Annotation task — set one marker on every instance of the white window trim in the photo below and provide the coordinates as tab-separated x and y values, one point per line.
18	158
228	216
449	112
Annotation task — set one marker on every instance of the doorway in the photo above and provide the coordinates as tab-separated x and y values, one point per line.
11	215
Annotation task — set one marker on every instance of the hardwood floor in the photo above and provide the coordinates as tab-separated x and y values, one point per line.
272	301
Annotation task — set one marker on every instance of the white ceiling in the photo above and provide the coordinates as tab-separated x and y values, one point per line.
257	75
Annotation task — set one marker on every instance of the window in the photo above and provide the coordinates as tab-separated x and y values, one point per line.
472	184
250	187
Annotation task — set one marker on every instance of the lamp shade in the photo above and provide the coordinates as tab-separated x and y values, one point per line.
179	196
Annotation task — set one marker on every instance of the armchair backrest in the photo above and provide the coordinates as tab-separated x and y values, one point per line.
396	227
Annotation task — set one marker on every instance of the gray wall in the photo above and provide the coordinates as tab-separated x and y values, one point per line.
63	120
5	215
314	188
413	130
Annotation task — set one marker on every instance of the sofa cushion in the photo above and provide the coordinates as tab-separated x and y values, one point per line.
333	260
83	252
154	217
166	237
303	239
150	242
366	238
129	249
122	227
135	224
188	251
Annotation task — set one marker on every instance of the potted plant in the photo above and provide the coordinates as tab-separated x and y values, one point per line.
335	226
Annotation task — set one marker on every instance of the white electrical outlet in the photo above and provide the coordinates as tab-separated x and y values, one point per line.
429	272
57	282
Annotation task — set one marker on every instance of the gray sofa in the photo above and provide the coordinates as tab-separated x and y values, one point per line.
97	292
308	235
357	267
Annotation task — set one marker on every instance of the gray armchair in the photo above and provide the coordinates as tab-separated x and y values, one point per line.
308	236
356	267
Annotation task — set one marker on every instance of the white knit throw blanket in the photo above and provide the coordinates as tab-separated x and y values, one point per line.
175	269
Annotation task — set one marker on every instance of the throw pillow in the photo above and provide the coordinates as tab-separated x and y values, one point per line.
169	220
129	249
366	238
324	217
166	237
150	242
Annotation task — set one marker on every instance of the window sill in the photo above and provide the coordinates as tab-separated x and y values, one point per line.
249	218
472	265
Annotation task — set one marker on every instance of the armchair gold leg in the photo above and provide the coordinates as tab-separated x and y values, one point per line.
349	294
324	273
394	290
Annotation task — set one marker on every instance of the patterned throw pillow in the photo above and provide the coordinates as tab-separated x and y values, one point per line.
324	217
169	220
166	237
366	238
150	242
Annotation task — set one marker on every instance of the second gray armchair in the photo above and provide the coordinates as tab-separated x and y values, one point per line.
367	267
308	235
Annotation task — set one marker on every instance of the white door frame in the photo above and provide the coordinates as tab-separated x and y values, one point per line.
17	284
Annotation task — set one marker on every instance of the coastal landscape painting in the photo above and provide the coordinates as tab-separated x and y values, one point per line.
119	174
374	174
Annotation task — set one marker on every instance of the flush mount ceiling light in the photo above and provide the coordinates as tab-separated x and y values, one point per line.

-----

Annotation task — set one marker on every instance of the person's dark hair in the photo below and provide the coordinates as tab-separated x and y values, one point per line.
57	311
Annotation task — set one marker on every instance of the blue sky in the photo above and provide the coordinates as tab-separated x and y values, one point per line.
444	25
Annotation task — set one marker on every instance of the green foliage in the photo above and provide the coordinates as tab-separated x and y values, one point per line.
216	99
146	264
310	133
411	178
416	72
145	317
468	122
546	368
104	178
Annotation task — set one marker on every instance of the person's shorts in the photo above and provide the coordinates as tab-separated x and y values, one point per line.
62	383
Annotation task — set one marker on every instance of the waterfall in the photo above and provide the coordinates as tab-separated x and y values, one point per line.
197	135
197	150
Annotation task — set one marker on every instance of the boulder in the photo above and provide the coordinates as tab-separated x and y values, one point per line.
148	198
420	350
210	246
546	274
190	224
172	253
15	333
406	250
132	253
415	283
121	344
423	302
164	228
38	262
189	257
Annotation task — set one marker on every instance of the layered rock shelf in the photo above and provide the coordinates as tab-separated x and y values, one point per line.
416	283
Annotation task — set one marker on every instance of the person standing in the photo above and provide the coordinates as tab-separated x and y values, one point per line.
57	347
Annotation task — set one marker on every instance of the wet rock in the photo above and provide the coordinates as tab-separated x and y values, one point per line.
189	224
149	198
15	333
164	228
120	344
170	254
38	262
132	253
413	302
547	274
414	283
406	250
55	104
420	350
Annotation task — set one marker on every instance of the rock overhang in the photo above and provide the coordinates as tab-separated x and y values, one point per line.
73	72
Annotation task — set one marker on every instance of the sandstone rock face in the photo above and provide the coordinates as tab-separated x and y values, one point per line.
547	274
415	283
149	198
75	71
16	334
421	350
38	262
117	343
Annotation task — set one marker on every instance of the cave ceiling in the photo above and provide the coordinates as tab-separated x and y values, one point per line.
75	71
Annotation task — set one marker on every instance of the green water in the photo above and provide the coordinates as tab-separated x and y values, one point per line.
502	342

-----

» Objetivo do exercício
Extraia das linhas acima todas as que contêm a palavra "pillow". A comparação diferencia maiúsculas de minúsculas.

» Resposta do exercício
Annotation task — set one marker on every instance of the throw pillow in the photo above and provide the coordinates as tab-separated x and y values, one point per line.
Annotation task — set one marker on every instance of the patterned throw pillow in the photo above and provide the coordinates as tab-separated x and y values, one point per line.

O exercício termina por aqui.